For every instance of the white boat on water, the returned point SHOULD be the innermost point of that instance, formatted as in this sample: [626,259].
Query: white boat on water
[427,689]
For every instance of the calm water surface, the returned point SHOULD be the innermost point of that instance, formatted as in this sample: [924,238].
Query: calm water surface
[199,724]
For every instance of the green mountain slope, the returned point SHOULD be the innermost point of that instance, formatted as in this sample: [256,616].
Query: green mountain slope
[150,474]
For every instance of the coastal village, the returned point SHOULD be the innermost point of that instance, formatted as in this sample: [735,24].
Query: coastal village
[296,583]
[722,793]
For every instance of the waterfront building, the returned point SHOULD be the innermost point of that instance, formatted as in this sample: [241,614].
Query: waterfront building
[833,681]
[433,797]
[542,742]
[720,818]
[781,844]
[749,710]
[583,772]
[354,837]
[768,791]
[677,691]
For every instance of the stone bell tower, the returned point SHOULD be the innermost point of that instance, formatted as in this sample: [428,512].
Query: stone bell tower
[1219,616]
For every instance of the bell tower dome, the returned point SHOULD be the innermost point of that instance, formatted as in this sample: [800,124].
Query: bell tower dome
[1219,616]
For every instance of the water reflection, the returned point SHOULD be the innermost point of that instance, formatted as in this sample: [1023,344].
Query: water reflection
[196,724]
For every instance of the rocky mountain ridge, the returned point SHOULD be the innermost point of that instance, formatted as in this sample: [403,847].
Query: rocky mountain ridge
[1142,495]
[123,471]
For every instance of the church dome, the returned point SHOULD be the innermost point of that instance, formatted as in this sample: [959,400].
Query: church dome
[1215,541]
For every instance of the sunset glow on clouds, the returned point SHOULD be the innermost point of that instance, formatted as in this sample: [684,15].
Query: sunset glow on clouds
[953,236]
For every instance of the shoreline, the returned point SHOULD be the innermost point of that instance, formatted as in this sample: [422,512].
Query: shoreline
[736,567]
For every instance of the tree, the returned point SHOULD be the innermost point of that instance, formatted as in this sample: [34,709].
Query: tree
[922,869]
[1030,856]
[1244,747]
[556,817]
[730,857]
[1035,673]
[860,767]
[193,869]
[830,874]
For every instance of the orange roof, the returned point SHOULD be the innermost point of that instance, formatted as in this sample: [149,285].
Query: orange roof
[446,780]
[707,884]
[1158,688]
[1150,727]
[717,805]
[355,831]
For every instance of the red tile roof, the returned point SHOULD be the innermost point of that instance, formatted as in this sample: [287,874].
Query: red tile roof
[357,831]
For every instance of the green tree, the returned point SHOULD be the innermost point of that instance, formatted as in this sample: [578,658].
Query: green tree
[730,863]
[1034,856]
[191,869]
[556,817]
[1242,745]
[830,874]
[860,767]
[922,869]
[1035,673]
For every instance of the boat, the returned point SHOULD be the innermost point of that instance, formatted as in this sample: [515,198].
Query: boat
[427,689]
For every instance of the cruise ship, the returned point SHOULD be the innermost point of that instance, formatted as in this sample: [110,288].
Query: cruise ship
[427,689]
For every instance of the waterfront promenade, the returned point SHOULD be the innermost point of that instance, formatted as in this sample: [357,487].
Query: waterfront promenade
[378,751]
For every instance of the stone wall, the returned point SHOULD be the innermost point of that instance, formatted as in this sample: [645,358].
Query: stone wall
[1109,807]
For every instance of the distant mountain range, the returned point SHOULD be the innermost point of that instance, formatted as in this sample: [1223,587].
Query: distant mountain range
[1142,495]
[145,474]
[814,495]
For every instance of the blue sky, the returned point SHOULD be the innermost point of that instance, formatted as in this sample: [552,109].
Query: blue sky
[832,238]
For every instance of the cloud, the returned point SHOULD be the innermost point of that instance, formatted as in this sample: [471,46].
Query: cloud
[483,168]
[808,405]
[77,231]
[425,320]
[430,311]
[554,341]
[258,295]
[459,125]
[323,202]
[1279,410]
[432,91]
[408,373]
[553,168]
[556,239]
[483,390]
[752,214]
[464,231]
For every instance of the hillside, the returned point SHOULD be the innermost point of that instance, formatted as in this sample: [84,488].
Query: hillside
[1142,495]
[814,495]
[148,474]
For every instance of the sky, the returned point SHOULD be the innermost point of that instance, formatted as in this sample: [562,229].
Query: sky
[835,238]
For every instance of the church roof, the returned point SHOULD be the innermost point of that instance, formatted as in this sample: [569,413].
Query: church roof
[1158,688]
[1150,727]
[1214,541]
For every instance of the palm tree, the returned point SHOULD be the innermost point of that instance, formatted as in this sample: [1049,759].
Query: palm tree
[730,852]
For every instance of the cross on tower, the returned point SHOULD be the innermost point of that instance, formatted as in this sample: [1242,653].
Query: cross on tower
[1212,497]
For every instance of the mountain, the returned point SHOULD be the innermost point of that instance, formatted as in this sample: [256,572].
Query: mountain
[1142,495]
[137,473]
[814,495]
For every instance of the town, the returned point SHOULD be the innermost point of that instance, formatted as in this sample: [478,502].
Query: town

______

Go through the listing, find each line with the word "town", and copy it.

* **Solution to this task**
For every instance of the town, the returned point SHOULD be the innermost point of that instance, formatted as in this sample: [478,502].
Query: town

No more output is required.